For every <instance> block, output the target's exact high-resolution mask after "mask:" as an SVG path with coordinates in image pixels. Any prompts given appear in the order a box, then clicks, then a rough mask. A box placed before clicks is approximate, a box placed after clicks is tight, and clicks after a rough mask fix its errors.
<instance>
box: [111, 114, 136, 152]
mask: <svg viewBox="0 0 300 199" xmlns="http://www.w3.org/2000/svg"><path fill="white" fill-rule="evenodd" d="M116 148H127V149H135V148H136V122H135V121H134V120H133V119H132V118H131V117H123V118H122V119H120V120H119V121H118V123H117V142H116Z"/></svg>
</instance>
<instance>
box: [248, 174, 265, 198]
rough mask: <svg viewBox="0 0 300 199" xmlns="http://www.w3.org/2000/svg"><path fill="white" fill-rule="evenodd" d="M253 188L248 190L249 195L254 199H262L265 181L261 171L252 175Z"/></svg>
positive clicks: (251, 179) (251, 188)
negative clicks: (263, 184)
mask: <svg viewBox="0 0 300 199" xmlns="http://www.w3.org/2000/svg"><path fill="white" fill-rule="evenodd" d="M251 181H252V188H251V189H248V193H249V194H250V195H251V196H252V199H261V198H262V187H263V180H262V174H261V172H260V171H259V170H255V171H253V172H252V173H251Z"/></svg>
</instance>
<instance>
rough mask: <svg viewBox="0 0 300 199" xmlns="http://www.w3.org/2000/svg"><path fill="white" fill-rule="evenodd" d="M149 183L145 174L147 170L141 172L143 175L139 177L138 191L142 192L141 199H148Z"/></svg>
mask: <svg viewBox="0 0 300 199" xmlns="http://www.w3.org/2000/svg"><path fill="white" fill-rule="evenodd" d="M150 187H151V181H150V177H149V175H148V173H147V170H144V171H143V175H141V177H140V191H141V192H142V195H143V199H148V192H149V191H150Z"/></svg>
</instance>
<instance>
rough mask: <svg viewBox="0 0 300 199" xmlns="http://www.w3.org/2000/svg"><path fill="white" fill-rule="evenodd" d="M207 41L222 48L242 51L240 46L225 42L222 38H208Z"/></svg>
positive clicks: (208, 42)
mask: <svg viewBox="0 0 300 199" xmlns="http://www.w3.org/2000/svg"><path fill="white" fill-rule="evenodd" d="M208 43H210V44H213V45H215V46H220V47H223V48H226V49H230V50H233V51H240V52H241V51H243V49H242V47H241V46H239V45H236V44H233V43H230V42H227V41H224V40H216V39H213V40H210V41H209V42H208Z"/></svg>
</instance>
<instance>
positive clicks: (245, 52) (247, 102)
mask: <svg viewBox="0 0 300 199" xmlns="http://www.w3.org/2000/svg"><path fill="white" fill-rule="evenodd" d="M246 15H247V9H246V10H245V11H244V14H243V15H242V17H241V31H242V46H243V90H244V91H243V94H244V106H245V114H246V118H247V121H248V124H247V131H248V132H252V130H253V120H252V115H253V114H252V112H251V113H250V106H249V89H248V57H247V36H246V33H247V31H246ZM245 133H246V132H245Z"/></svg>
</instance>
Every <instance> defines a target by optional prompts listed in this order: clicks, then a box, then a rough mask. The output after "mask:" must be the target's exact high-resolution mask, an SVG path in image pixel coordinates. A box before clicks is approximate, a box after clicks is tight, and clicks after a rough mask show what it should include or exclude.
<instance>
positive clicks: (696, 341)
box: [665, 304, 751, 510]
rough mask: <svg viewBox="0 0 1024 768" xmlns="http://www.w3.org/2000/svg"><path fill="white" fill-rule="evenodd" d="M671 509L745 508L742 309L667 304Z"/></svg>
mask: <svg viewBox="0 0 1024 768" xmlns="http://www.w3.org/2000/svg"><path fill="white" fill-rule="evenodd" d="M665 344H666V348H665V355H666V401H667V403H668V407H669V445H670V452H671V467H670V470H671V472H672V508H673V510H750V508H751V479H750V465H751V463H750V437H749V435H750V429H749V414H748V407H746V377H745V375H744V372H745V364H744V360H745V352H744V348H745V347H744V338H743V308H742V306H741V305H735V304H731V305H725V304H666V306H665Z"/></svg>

★ ★ ★

The material above should be retyped in full, exactly as given.

For every <instance> block, output the target's exact high-resolution mask after "mask:" as an SVG path with coordinates in image pixels. Any prompts given appear in the order a box, then clicks, then a rough mask. A box placed before clicks is approximate, a box placed after clicks is tight, and clicks after a rough mask fix its errors.
<instance>
box: [111, 114, 136, 152]
mask: <svg viewBox="0 0 300 199" xmlns="http://www.w3.org/2000/svg"><path fill="white" fill-rule="evenodd" d="M116 148H127V149H135V148H136V122H135V121H134V120H133V119H132V118H131V117H123V118H122V119H120V120H119V121H118V123H117V142H116Z"/></svg>
</instance>
<instance>
box: [248, 174, 265, 198]
rough mask: <svg viewBox="0 0 300 199" xmlns="http://www.w3.org/2000/svg"><path fill="white" fill-rule="evenodd" d="M253 188L248 190L249 195L254 199H262L265 181L261 171L252 175Z"/></svg>
positive clicks: (251, 179) (251, 188)
negative clicks: (263, 184)
mask: <svg viewBox="0 0 300 199" xmlns="http://www.w3.org/2000/svg"><path fill="white" fill-rule="evenodd" d="M251 181H252V188H251V189H248V193H249V194H250V195H251V196H252V199H261V198H262V187H263V180H262V174H261V172H260V171H259V170H255V171H253V172H252V173H251Z"/></svg>
</instance>
<instance>
rough mask: <svg viewBox="0 0 300 199" xmlns="http://www.w3.org/2000/svg"><path fill="white" fill-rule="evenodd" d="M149 183L145 174L147 170L141 172L143 175L139 177L138 191L142 192L141 199H148Z"/></svg>
mask: <svg viewBox="0 0 300 199" xmlns="http://www.w3.org/2000/svg"><path fill="white" fill-rule="evenodd" d="M150 187H151V181H150V177H149V175H148V173H147V170H144V171H143V175H141V177H140V191H141V192H142V195H143V199H148V192H149V191H150Z"/></svg>
</instance>
<instance>
rough mask: <svg viewBox="0 0 300 199" xmlns="http://www.w3.org/2000/svg"><path fill="white" fill-rule="evenodd" d="M207 41L222 48L242 51L240 46L225 42L222 38H208Z"/></svg>
positive clicks: (208, 42)
mask: <svg viewBox="0 0 300 199" xmlns="http://www.w3.org/2000/svg"><path fill="white" fill-rule="evenodd" d="M208 43H210V44H213V45H215V46H220V47H223V48H226V49H230V50H233V51H240V52H241V51H243V49H242V47H241V46H239V45H236V44H233V43H230V42H227V41H224V40H216V39H213V40H210V41H209V42H208Z"/></svg>
</instance>
<instance>
positive clicks: (245, 52) (247, 102)
mask: <svg viewBox="0 0 300 199" xmlns="http://www.w3.org/2000/svg"><path fill="white" fill-rule="evenodd" d="M246 15H247V9H246V10H245V11H244V14H243V15H242V17H241V31H242V46H243V90H244V91H243V94H244V106H245V114H246V118H247V121H248V124H247V131H248V132H252V130H253V120H252V115H253V114H252V112H251V113H250V106H249V89H248V57H247V36H246V33H247V31H246ZM245 133H246V132H245Z"/></svg>
</instance>
Every <instance> defines a target by optional prompts listed in this order: clicks, then a box, then a rough mask. The output after "mask:" must be the target's exact high-resolution mask, an SVG path in image pixel coordinates. A box before clicks is approximate, a box after clicks is tight, and clicks after a rough mask show what it should include or exclude.
<instance>
positive clicks: (696, 341)
box: [665, 304, 751, 510]
rough mask: <svg viewBox="0 0 1024 768" xmlns="http://www.w3.org/2000/svg"><path fill="white" fill-rule="evenodd" d="M671 509L745 508L742 309L667 304Z"/></svg>
mask: <svg viewBox="0 0 1024 768" xmlns="http://www.w3.org/2000/svg"><path fill="white" fill-rule="evenodd" d="M665 344H666V348H665V355H666V401H667V403H668V407H669V445H670V452H671V467H670V470H671V472H672V508H673V510H750V508H751V479H750V465H751V463H750V437H749V435H750V429H749V414H748V407H746V377H745V375H744V372H745V364H744V360H745V352H744V348H745V347H744V338H743V308H742V306H741V305H735V304H731V305H725V304H666V306H665Z"/></svg>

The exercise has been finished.